====== Excerpt ======
Some children and adults develop muscle weakness that makes walking, breathing, or even holding up the head difficult. This study looks at a rare muscle condition called Dusty Core Disease, in which tiny patches inside muscle cells lose their normal structure. By tracing how changes in a single gene shape this disorder, the researchers show that it can affect both children and adults and can be inherited in more than one way, information that matters for diagnosis, counseling, and future care.

A Closer Look at a Rare Muscle Problem

Core myopathies are inherited muscle diseases where portions of muscle fibers, known as cores, stop working properly. Dusty Core Disease is a newly described subtype, named for its irregular, patchy areas filled with granular material that look “dusty” under the microscope. Until now, this pattern had only been seen in people who carried harmful changes in both copies of a muscle gene called RYR1 and who typically became weak early in life. The Italian team behind this study set out to examine four patients with the dusty pattern in their muscle biopsies and to connect what doctors saw in the clinic, under the microscope, and in the patients’ DNA.
====== Supplied records ======
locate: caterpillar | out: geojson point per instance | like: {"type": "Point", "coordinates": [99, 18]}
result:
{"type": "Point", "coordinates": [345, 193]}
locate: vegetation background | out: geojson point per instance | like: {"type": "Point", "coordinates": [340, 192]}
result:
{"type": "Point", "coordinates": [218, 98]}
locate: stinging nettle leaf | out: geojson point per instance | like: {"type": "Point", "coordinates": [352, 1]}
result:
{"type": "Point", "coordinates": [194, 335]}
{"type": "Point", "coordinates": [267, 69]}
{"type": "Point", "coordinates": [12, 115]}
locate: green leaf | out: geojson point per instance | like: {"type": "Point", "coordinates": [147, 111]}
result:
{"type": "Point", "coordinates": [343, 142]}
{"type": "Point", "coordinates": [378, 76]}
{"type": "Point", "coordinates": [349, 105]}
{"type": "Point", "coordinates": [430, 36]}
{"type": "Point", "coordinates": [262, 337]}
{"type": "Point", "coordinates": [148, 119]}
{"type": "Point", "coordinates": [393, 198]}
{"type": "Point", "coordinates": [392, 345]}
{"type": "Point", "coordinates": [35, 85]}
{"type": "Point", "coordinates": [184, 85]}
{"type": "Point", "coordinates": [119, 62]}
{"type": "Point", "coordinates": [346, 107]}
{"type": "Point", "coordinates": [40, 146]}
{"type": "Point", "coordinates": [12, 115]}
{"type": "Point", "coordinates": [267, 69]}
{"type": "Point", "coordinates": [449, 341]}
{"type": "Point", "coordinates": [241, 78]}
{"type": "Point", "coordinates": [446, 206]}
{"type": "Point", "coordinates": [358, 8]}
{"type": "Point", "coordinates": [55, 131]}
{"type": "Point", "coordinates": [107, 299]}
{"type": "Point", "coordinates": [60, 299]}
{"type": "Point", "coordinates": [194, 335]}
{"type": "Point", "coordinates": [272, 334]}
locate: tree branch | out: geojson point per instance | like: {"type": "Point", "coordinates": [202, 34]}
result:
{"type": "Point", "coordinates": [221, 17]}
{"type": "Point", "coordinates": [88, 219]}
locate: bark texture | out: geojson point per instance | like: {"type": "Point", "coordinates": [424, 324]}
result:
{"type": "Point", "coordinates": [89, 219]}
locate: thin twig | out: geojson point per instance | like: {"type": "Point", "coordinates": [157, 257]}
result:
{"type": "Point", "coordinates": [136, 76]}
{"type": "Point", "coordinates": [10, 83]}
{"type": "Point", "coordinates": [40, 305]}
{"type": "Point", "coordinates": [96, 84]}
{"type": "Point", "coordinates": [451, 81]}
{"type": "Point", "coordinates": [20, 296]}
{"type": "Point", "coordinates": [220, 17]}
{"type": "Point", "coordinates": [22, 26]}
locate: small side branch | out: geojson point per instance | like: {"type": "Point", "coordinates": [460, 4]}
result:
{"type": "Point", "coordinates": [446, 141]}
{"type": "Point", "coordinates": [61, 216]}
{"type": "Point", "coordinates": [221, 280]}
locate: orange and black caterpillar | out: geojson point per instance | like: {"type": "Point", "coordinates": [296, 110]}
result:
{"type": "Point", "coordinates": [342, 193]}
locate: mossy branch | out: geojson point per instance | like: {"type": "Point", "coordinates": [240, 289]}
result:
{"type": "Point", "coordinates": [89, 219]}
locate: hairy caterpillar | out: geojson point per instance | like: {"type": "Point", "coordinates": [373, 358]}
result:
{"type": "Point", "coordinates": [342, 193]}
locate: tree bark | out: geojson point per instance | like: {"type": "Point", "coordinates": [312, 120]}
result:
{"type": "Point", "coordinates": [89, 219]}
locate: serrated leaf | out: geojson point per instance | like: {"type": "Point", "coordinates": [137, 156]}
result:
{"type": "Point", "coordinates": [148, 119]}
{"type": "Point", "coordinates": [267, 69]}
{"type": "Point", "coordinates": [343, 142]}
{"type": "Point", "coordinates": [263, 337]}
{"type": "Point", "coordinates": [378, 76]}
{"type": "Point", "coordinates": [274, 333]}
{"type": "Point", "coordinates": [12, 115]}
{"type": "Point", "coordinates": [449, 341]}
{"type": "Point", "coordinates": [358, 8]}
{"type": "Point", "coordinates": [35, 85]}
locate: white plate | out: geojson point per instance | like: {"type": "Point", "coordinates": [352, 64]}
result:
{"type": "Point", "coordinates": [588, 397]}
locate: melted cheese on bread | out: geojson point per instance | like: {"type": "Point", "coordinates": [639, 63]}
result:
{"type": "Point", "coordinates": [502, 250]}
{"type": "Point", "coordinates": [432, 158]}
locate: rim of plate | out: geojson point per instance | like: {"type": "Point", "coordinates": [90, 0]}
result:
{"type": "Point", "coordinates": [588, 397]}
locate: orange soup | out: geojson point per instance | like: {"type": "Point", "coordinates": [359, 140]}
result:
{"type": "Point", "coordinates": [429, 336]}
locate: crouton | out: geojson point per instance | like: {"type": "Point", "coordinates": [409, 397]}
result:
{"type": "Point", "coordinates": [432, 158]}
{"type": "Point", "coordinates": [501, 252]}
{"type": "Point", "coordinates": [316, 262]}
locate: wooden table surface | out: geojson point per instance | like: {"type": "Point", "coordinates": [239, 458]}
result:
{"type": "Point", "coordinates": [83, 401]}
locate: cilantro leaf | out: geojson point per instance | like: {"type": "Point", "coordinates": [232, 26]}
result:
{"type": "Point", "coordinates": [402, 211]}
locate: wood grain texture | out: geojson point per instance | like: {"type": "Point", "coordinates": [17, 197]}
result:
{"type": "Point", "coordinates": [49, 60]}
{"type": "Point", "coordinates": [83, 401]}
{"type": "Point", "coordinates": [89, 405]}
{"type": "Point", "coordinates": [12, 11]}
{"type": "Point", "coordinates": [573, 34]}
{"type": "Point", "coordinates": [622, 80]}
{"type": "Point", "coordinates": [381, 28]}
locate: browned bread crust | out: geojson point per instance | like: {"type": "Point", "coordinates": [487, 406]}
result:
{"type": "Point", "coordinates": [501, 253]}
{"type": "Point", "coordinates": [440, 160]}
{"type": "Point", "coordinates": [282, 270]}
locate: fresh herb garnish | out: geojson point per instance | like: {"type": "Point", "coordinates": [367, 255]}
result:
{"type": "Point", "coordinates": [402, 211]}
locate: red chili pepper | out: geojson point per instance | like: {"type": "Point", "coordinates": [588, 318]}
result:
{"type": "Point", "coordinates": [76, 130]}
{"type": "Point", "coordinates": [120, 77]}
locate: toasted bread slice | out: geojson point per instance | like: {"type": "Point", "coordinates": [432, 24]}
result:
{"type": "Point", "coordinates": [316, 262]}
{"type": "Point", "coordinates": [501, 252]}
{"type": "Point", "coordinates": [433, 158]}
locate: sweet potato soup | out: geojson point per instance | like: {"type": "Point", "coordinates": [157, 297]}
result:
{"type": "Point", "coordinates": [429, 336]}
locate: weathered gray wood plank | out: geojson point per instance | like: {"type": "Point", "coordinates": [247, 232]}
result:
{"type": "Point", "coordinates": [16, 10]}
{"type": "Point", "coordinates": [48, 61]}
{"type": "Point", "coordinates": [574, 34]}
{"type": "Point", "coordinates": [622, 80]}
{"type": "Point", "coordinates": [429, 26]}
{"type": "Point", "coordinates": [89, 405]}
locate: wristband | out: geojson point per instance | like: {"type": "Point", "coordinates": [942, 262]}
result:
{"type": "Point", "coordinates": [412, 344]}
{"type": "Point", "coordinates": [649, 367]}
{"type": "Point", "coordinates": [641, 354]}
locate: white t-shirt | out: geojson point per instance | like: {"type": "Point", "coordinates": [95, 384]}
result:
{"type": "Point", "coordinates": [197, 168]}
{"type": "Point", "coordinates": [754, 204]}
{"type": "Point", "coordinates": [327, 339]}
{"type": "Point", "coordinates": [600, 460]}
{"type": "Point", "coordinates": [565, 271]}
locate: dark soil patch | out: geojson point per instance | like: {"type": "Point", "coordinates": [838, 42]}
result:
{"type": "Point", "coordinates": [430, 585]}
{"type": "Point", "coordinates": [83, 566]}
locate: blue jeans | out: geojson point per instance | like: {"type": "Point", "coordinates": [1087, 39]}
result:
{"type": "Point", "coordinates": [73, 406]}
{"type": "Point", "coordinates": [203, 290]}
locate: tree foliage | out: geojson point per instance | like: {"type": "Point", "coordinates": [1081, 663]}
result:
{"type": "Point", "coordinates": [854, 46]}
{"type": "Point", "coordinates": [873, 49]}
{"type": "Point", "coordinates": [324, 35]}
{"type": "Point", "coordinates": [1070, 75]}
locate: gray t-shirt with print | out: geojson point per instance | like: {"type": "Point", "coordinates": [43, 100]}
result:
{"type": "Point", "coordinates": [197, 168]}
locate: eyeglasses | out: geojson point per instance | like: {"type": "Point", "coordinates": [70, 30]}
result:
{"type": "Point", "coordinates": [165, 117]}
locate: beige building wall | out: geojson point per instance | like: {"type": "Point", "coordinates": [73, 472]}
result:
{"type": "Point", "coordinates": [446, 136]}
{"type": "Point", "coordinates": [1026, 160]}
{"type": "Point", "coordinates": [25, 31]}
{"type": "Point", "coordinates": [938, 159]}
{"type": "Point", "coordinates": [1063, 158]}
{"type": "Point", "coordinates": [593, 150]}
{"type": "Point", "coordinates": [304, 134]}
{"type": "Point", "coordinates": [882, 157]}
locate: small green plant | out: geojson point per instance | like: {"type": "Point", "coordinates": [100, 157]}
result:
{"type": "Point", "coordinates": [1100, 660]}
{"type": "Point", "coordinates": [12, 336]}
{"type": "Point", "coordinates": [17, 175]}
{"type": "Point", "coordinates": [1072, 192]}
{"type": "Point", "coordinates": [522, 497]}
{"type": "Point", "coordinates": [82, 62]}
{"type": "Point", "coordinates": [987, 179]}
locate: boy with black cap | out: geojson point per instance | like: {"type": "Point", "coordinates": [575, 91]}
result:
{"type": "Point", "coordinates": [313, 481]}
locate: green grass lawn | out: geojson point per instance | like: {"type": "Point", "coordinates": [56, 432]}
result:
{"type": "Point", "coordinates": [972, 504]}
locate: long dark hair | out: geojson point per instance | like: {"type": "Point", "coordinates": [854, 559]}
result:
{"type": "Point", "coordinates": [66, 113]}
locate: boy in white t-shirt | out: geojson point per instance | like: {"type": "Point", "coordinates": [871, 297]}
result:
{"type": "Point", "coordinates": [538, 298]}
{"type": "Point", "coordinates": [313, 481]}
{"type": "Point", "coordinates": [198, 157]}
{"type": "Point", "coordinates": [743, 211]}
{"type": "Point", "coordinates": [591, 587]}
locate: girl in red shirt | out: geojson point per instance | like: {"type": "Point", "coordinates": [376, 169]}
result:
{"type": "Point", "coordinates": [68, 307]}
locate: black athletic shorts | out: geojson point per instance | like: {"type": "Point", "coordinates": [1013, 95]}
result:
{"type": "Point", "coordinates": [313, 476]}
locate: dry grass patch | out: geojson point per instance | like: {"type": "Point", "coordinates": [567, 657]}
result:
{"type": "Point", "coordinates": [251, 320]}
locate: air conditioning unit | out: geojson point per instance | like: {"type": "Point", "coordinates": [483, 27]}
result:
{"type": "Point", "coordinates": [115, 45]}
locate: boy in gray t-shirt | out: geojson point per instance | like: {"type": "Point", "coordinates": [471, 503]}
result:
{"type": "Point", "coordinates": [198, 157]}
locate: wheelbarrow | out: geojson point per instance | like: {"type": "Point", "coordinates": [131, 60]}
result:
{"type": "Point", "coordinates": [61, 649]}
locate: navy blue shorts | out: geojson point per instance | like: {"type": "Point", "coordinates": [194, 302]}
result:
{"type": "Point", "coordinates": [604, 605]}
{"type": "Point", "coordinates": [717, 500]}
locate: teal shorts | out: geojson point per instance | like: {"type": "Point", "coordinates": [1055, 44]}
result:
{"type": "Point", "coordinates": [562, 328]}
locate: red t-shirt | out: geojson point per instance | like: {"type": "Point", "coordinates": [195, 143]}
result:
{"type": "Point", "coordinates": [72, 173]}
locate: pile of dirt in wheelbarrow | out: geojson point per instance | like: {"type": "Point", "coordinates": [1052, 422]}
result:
======
▸ **Activity 1**
Condense the paragraph of the Dusty Core Disease excerpt that begins "Core myopathies are inherited" into a brief bulleted list that keeps its main facts.
▸ **Activity 2**
From the Dusty Core Disease excerpt, return word for word the passage that begins at the words "Some children and" and stops after "and future care.".
The material plays no part in this work.

▸ **Problem solution 1**
- Core myopathies are inherited muscle diseases in which parts of muscle fibers, called cores, stop working properly.
- Dusty Core Disease is a newly described subtype. It is named for irregular, patchy areas of granular material that look "dusty" under the microscope.
- Until now, the pattern had been seen only in people with harmful changes in both copies of the muscle gene RYR1, who typically became weak early in life.
- An Italian team examined four patients whose muscle biopsies showed the dusty pattern. It linked what doctors saw in the clinic, under the microscope, and in the patients' DNA.

▸ **Problem solution 2**
Some children and adults develop muscle weakness that makes walking, breathing, or even holding up the head difficult. This study looks at a rare muscle condition called Dusty Core Disease, in which tiny patches inside muscle cells lose their normal structure. By tracing how changes in a single gene shape this disorder, the researchers show that it can affect both children and adults and can be inherited in more than one way, information that matters for diagnosis, counseling, and future care.